• [Task directions]: Update the data below so that every "Roster-mapping task" becomes "Annotation task", with everything else kept the same.
%%
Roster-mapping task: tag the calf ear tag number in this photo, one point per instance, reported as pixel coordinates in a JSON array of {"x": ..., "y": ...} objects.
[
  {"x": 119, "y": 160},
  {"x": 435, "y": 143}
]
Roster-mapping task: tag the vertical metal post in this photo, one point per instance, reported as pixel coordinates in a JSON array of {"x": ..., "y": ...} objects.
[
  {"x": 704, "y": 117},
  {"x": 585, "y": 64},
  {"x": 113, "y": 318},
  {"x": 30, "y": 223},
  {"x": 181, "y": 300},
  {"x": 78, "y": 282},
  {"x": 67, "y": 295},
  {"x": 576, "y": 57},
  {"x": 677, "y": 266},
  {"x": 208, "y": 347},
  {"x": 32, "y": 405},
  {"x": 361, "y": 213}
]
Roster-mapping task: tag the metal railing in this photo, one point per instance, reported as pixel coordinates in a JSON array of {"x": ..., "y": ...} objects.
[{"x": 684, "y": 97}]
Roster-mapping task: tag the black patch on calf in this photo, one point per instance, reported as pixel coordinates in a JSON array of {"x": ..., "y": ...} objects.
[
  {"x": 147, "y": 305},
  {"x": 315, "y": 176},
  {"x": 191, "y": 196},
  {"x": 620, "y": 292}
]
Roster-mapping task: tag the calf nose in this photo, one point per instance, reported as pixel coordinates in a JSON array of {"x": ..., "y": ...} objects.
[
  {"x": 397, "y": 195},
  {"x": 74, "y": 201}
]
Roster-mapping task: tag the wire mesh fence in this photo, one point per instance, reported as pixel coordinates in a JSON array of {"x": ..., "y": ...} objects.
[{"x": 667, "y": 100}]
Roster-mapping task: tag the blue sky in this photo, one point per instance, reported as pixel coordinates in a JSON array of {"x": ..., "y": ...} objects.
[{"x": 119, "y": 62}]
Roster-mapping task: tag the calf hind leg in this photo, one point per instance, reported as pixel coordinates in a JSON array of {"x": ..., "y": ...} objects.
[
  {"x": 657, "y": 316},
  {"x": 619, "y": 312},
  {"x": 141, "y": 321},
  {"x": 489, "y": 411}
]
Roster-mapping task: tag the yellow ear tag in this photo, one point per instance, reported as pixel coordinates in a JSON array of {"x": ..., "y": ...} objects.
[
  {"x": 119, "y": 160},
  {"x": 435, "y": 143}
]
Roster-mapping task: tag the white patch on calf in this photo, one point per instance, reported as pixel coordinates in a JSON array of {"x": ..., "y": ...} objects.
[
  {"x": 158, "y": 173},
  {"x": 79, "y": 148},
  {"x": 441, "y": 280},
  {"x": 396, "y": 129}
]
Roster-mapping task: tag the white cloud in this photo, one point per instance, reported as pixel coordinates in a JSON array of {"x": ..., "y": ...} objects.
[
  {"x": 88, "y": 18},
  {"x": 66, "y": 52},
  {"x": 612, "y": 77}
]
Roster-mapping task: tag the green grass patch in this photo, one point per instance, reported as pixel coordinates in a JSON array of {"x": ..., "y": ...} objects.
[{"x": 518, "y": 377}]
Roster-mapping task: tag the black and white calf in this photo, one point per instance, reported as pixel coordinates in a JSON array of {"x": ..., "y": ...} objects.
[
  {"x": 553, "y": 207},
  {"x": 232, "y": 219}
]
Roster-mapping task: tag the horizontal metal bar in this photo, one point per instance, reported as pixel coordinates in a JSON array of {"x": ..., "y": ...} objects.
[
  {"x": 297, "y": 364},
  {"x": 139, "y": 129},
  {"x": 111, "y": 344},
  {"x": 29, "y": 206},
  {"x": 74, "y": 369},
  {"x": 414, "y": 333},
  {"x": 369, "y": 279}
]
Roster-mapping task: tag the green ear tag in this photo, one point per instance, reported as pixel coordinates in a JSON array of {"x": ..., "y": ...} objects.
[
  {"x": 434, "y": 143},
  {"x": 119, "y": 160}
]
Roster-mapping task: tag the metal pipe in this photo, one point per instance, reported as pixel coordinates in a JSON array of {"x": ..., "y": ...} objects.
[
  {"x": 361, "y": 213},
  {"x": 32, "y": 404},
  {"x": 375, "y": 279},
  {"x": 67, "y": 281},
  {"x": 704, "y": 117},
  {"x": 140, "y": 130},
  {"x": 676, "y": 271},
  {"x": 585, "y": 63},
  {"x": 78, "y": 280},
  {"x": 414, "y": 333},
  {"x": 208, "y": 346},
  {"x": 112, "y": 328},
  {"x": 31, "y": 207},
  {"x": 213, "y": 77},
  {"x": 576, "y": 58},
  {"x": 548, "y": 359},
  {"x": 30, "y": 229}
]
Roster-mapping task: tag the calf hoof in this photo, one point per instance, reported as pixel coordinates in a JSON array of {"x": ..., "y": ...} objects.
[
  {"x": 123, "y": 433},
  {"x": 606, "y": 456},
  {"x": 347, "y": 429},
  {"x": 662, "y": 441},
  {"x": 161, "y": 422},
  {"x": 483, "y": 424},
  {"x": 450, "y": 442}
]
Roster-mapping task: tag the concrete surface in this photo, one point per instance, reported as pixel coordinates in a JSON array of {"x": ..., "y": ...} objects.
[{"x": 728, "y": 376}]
%%
• [Right answer]:
Annotation task: tag the calf ear tag number in this photo, one point per instance, reported as pixel coordinates in a JSON array of {"x": ..., "y": ...} objects.
[
  {"x": 119, "y": 160},
  {"x": 435, "y": 143}
]
Annotation task: tag the vertical metal post in this photo, one point per instance, reported as pixel coordinates in a JSON array of {"x": ..., "y": ...} objects.
[
  {"x": 704, "y": 117},
  {"x": 585, "y": 64},
  {"x": 113, "y": 318},
  {"x": 30, "y": 223},
  {"x": 181, "y": 300},
  {"x": 78, "y": 282},
  {"x": 67, "y": 295},
  {"x": 576, "y": 57},
  {"x": 677, "y": 266},
  {"x": 208, "y": 347},
  {"x": 32, "y": 405},
  {"x": 361, "y": 213}
]
Annotation task: tag the metal railing in this photo, one point per instance, reported as pixel coordinates in a JSON array of {"x": ..., "y": ...} objects.
[{"x": 684, "y": 97}]
Annotation task: tag the black patch on calf in this photo, one point per instance, reported as pixel coordinates in a JSON array of {"x": ..., "y": ...} objects.
[
  {"x": 147, "y": 305},
  {"x": 315, "y": 176},
  {"x": 191, "y": 196},
  {"x": 620, "y": 292}
]
Annotation task: tag the calf nose in this photo, one point per instance, reported as pixel coordinates in a JSON array of {"x": ..., "y": ...} objects.
[
  {"x": 397, "y": 195},
  {"x": 74, "y": 201}
]
Annotation task: tag the wire mesh fence in this photo, one point per instance, reported as pixel coordinates in a JSON array of {"x": ..., "y": ...} objects.
[{"x": 667, "y": 100}]
Annotation task: tag the blue sky in this photo, one point per instance, reported as pixel coordinates in a JSON array of {"x": ..., "y": ...} objects.
[{"x": 119, "y": 62}]
Annotation task: tag the calf hind leg in this photo, one point per instance, reported as pixel coordinates in a JSON array of {"x": ..., "y": ...} objects.
[
  {"x": 657, "y": 316},
  {"x": 619, "y": 312},
  {"x": 141, "y": 321},
  {"x": 489, "y": 411}
]
Annotation task: tag the yellow ear tag in this photo, one point per instance, reported as pixel coordinates in a JSON array of {"x": ..., "y": ...} objects.
[
  {"x": 119, "y": 160},
  {"x": 435, "y": 143}
]
Annotation task: tag the white patch on calf in this photo, one point per instance, reported as pixel coordinates in a JSON array of {"x": ..., "y": ...} objects.
[
  {"x": 158, "y": 173},
  {"x": 79, "y": 148},
  {"x": 441, "y": 280},
  {"x": 396, "y": 129}
]
Annotation task: tag the white cloud in this photo, one point per instance, reported as pixel coordinates in a JSON array of {"x": ..., "y": ...} objects.
[
  {"x": 88, "y": 18},
  {"x": 66, "y": 52},
  {"x": 612, "y": 77}
]
Annotation task: tag the green grass patch in this photo, one point per instance, reported as pixel coordinates in a JSON array of {"x": ..., "y": ...} objects.
[{"x": 518, "y": 377}]
Annotation task: tag the black and white calf in this photo, one point per instance, reported as pixel coordinates in a JSON array of {"x": ..., "y": ...} objects.
[
  {"x": 553, "y": 207},
  {"x": 232, "y": 219}
]
Annotation task: tag the horizontal metal bar in this photo, one point per instance, reported as pixel coordinates in a JSON array of {"x": ..., "y": ...} objects.
[
  {"x": 297, "y": 364},
  {"x": 139, "y": 129},
  {"x": 111, "y": 344},
  {"x": 29, "y": 206},
  {"x": 74, "y": 369},
  {"x": 414, "y": 333},
  {"x": 369, "y": 279}
]
Annotation task: tag the green ear tag in this photo, one point per instance, reported as pixel coordinates in a JSON array of {"x": ..., "y": ...} objects.
[
  {"x": 434, "y": 143},
  {"x": 119, "y": 160}
]
Annotation task: tag the metal pipe in this photo, one point per instance, reported as pixel coordinates in a JSON array of {"x": ..., "y": ...} objects.
[
  {"x": 361, "y": 213},
  {"x": 32, "y": 404},
  {"x": 375, "y": 279},
  {"x": 67, "y": 281},
  {"x": 704, "y": 117},
  {"x": 140, "y": 130},
  {"x": 676, "y": 271},
  {"x": 585, "y": 63},
  {"x": 78, "y": 280},
  {"x": 414, "y": 333},
  {"x": 208, "y": 346},
  {"x": 112, "y": 328},
  {"x": 31, "y": 207},
  {"x": 213, "y": 77},
  {"x": 576, "y": 58},
  {"x": 548, "y": 359},
  {"x": 30, "y": 229}
]
Annotation task: tag the calf hoof in this photo, one point per instance, reported as pixel coordinates in a JSON array of {"x": ..., "y": ...} objects.
[
  {"x": 123, "y": 433},
  {"x": 606, "y": 456},
  {"x": 347, "y": 429},
  {"x": 662, "y": 441},
  {"x": 161, "y": 422},
  {"x": 483, "y": 424},
  {"x": 450, "y": 442}
]
Annotation task: tag the concrete surface in this photo, one point per instance, reported as pixel coordinates in a JSON array of {"x": ..., "y": ...} objects.
[{"x": 728, "y": 376}]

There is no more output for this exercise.